START Document passage

The Spoken Knowledge in Low Literacy in Diabetes scale: a diabetes knowledge scale for vulnerable patients.

Author information

The Center for Health Services Research, Vanderbilt University Medical Center, and the Diabetes Research and Training Center (DRTC), Vanderbilt University, Nashville, Tennessee (Dr Rothman)
The Department of Medicine, University of North Carolina, Chapel Hill (Drs Malone, Bryant, Padgett, DeWalt, Pignone)
Clinical Pharmacy Services, Grady Memorial Hospital, Atlanta, Georgia (Dr Wolfe)
The Department of Health Policy and Administration, University of North Carolina, Chapel Hill, and the Center for Health Services Research in Primary Care, Veterans Affairs Medical Center, Durham, North Carolina (Dr Weinberger)



The purpose of this study was to develop and validate a new knowledge scale for patients with type 2 diabetes and poor literacy: the Spoken Knowledge in Low Literacy patients with Diabetes (SKILLD).


The authors evaluated the 10-item SKILLD among 217 patients with type 2 diabetes and poor glycemic control at an academic general medicine clinic. Internal reliability was measured using the Kuder-Richardson coefficient. Performance on the SKILLD was compared to patient socioeconomic status, literacy level, duration of diabetes, and glycated hemoglobin (A1C).

END Document passage

→ Problem requirements
Please extend the passage on the SKILLD diabetes knowledge scale, picking up after its last sentence.

START Records shown

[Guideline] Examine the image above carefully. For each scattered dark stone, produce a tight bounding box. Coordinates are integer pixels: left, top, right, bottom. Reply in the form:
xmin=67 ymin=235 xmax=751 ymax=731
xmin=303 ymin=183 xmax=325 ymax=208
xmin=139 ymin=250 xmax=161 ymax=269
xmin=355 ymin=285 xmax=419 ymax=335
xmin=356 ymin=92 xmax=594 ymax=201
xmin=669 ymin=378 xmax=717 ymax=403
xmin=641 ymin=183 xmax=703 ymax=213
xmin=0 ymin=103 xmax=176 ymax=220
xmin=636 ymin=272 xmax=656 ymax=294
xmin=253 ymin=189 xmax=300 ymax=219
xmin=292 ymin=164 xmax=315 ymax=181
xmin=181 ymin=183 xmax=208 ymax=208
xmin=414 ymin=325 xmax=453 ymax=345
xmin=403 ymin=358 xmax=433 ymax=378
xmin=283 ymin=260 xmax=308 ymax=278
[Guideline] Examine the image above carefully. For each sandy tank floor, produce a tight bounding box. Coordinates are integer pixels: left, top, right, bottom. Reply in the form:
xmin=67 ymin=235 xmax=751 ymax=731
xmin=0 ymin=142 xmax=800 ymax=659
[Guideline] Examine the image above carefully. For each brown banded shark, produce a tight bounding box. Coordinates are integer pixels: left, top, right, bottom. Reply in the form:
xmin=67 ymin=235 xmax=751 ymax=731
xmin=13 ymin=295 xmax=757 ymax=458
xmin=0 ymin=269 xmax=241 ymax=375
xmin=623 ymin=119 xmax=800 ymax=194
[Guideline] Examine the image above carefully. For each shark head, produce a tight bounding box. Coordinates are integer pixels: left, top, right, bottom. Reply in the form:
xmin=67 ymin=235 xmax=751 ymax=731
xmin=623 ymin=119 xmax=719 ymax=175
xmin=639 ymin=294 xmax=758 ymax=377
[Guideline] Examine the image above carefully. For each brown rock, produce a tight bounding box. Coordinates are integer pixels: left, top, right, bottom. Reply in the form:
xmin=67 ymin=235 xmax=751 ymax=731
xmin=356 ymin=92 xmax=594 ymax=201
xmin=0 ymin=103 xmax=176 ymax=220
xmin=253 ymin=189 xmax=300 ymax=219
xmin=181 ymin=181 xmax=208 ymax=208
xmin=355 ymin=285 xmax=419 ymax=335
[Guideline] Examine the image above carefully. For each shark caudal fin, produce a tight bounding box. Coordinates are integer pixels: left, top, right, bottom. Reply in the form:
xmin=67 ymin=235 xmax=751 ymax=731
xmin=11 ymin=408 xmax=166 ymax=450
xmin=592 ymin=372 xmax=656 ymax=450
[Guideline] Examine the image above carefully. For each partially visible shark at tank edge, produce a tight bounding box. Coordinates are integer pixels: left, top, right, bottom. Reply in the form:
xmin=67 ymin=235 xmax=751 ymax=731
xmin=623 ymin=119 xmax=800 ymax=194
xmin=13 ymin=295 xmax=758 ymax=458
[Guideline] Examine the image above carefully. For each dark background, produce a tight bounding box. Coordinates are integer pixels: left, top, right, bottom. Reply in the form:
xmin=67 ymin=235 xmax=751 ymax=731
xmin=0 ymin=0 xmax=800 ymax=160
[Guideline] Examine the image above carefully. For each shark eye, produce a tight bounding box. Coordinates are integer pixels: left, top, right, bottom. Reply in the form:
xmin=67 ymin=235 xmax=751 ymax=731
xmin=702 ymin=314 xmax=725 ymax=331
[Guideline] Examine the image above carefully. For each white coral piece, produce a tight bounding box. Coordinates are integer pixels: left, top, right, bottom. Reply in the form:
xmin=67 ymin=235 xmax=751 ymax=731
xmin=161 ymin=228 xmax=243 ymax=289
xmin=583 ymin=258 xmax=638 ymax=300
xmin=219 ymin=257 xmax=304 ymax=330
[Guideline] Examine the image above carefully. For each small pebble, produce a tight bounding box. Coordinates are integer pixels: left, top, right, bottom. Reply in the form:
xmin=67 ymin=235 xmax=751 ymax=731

END Records shown

→ Answer section
Respondents' mean age was 55 years, and they had diabetes for an average of 8.4 years; 38% had less than a sixth-grade literacy level. The average score on the SKILLD was 49%. Less than one third of patients knew the signs of hypoglycemia or the normal fasting blood glucose range. The internal reliability of the SKILLD was good (0.72). Higher performance on the SKILLD was significantly correlated with higher income (r = 0.22), education level (r = 0.36), literacy status (r = 0.33), duration of diabetes (r = 0.30), and lower A1C (r = -0.16). When dichotomized, patients with low SKILLD scores (< or = 50%) had significantly higher A1C (11.2% vs 10.3%, P < .01). This difference remained significant when adjusted for covariates.


The SKILLD demonstrated good internal consistency and validity. It revealed significant knowledge deficits and was associated with glycemic control. The SKILLD represents a practical scale for patients with diabetes and low literacy.